#### [AIM 1]
The passage on immigrant working-class communities and the labor movement names several things within those communities that held something worth preserving. List each of them.
#### [AIM 2]
Carry on the passage about immigrant working-class communities and the labor movement from the point at which it stops.

#### [TEXT SEGMENT]
#####

How did the existence of these semi-traditional ethnic working class communities, these societies within a society, impact the labor movement? First, consider the workers’ aims and motivations. Immigrants worked long hours in the factories, but the real locus of their lives and aspirations was in the neighborhoods. This meant that while they might be prepared to be very ‘militant’, especially when their families were starving, the nature of their demands tended to be what revolutionaries thought of as ‘economistic’. (This applies not just to workplace struggles but also to eviction resistance and demands for poor relief, e.g. during the Great Depression.) This wasn’t because the immigrants had been imbued with capitalist values, or because they only cared about material advancement. It was because they already had in their communities, in their families and churches and local shops and fraternal clubs, something worth preserving – and toiling away for industrial capital was a means to this end. They weren’t about to risk everything for some radical dream of revolutionizing relations on the job, because they weren’t looking for personal fulfillment from their jobs (not to mention the fact that they tended to be relatively uneducated and unskilled, and were confronted by an increasingly complex and technical system of industry – remember this was the era of Taylorism, mass production, etc!). So here we have a case of ‘conservative’ motivations contributing to labor struggles, but weighing against ‘radicalism’. Political radicalism (I think – I don’t have any specific source in mind here) tended to be strongest among single young men or workers detached from any tight-knit community. A kind of radicalism could also be born of desperation, but it wasn’t likely to become a creative force.

#####

#### [SOURCE EXCERPT]

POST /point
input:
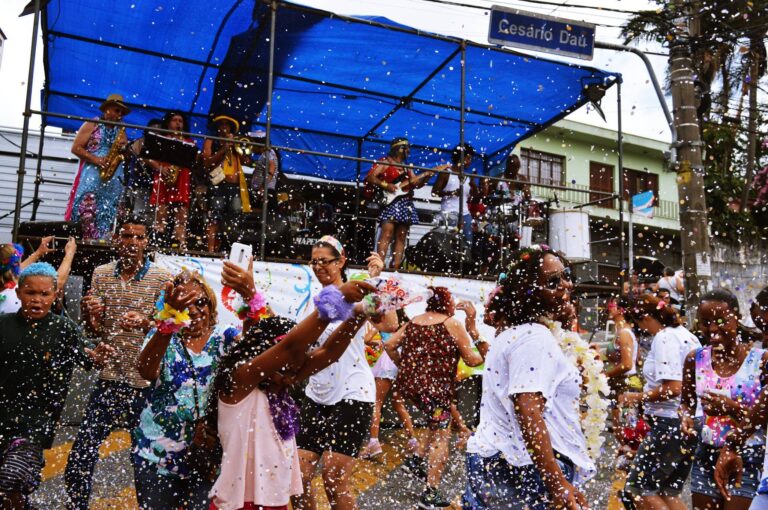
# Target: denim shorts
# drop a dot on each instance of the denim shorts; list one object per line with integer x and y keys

#####

#### [OUTPUT 1]
families, churches, local shops, fraternal clubs

#### [OUTPUT 2]
Second, consider conflicts between ethnic groups. These conflicts were not just based on what we think of today as prejudice or racism. Preferential treatment among members of a immigrant community at the expense of others was part of collective self-help, and this was a viable way of rising in society. There were real gains and privileges to be won, because despite ups and downs American capitalism was booming – remember this was the beginning of the era of mass-produced consumer goods, automobiles, etc. So ethnic groups were not just fighting to preserve their communities, they were competing for the best terms of integration into capitalism, for access to the prosperity that the rise of industry promised. Capitalists could exploit this competition, and of course they did. So for example in the 1919 steel strikes loads of black strike breakers were brought in and spies were sent into the unions to stir up animosity between ethnic groups. Although in the context of any particular labor struggle it was generally in the real interests of different ethnic groups to co-operate with each other, the hostilities that made this co-operation so difficult to achieve grew out of a wider situation in which the real interests of these groups were often at odds. So here we have a case of the ‘progressive’ desire to integrate into and benefit from capitalism – which of course motivated labor struggles – working against labor unity, and thus limiting what the labor movement could accomplish. (On a related note, unions themselves were open to being captured by factions – think crime syndicates and the Teamsters – and used as yet another lever in their own advancement. This was obviously destructive of an effective labor universalism, let alone radicalism.)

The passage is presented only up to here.